> _Exercise input_
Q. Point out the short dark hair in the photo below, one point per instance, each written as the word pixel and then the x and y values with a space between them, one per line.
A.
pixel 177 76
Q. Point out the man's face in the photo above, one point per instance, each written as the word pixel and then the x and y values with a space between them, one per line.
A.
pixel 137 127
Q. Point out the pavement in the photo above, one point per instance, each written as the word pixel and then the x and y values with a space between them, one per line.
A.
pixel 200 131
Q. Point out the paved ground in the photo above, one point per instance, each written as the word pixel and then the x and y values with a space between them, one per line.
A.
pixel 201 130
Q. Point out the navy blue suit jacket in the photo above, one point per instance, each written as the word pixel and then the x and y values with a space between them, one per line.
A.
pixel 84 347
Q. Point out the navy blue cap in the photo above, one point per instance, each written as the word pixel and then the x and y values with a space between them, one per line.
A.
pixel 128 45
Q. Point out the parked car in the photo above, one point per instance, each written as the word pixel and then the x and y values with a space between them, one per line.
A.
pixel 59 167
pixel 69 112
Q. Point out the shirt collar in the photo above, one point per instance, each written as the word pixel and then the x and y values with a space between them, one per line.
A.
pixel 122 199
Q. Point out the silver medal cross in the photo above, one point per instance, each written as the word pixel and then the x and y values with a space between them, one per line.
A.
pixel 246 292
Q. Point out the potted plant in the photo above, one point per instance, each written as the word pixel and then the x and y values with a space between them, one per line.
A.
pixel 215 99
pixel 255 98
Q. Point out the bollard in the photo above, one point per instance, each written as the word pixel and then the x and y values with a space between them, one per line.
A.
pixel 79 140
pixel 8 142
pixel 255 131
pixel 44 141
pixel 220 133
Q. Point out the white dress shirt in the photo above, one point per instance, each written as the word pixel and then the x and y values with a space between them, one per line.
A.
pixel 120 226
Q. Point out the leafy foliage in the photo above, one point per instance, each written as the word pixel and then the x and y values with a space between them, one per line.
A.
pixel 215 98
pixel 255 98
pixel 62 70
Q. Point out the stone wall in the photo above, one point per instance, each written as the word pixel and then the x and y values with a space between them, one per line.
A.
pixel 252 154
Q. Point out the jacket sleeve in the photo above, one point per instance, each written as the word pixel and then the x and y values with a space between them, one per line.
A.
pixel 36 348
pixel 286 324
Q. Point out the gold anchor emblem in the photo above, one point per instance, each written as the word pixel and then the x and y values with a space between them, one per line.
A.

> _Exercise brief_
Look through the entries above. Copy out every line holding the word "navy".

> _Answer to this problem_
Q. Point out the navy blue suit jacket in the photo above, one point per instance, each written as the word pixel and then the x and y values with a space between them, one per line.
Q. Point out the navy blue cap in the photo above, one point per instance, each written as the word pixel and then the x and y values with a space between them, one per line.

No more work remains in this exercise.